• [Exercise]: Output every record below exactly as it appears.

• [Natural language region descriptions]:
--- --- ---

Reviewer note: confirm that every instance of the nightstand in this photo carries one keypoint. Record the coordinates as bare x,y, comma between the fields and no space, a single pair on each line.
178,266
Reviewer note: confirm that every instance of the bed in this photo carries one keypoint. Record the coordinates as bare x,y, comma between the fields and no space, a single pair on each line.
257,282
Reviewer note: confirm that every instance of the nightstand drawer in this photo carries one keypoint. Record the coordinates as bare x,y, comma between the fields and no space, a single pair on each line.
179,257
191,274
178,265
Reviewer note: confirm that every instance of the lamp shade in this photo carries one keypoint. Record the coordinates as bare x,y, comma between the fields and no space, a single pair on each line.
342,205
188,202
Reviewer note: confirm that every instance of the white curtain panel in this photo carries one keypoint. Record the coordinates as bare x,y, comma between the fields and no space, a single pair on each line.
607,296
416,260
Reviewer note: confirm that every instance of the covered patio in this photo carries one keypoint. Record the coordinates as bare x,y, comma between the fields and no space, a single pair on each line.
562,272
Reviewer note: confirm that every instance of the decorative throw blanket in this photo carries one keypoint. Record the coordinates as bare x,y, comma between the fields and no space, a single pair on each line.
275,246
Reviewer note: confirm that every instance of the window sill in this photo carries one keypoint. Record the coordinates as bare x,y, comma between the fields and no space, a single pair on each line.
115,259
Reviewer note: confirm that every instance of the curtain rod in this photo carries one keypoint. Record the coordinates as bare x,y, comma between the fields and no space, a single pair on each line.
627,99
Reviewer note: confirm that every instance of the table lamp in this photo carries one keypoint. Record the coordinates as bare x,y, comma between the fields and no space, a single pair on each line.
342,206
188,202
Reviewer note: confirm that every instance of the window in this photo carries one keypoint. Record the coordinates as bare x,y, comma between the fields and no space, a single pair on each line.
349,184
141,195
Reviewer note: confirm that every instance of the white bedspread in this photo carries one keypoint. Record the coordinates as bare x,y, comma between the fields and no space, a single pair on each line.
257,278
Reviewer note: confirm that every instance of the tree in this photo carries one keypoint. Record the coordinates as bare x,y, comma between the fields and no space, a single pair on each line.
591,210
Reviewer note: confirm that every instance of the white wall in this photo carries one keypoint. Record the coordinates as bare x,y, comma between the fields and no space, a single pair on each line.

--- --- ---

• [Exercise solution]:
Reviewer note: confirm that every instance of the nightstand in this photo carries one keypoint. Record the coordinates as bare x,y, comma between the fields and no space, a single pair on each line.
178,266
Reviewer note: confirm that every instance of the bed in this photo carries one keypoint. Record the coordinates as bare x,y, comma between the fields and no space, a single pair on each line.
257,282
Reviewer note: confirm that every instance of the nightstand drawer in this photo carries one keypoint. Record the coordinates as bare x,y, comma between the fields and no space, a single pair on each line.
179,257
191,274
178,265
Reviewer note: confirm that every instance of the lamp shade in this photo carries one keypoint. Record the coordinates as bare x,y, comma between the fields and no space, a single pair on each line.
342,205
188,202
Reviewer note: confirm that every instance of the white curtain panel in this photo carries one keypoint. Record the coordinates as bare x,y, comma between the fields and no space, a single pair on each line.
607,296
416,260
Reviewer note: confirm that every instance of the covered patio in this photo carries one keypoint. Record the coordinates as bare x,y, comma between the fields and no space, a single pair on each line.
562,272
Reviewer note: confirm that every instance of the decorative throw blanket in this photo carries one keypoint. Record the coordinates as bare x,y, comma between the fields and no space, a single pair on each line.
275,246
Reviewer note: confirm that every instance of the window sill in this photo carries one keypoint. Record the coordinates as bare x,y, comma between the fields and no space, a single pair on each line.
115,259
Reviewer note: confirm that every instance of the curtain rod in this photo carries one keypoint. Record the coordinates as bare x,y, comma between the fields and no space, a single pair on each line.
627,99
Reviewer note: confirm that every instance of the table lamp in this photo carries one keypoint. Record the coordinates as bare x,y, comma between the fields and no space, a single pair on each line.
342,206
188,202
Reviewer note: confirm that every instance of the window in this photo carries one keypoint. Record the coordinates as bare x,y, comma between the fields and no space, a single pair on each line.
349,184
141,195
Reviewer note: confirm that every instance of the white bedspread in this photo carries one keypoint. Record the coordinates as bare x,y, comma between the fields and no space, a single pair on each line.
257,278
Reviewer note: confirm that every instance of the tree in this photo carries one keypoint. Record the coordinates as bare x,y, comma between the fields and no space, a single pair on each line.
591,210
Reviewer note: confirm that every instance of the white wall in this photo carries one keypoint. Record the coordinates as bare x,y, comma between the fields and no space, a single pair on each line.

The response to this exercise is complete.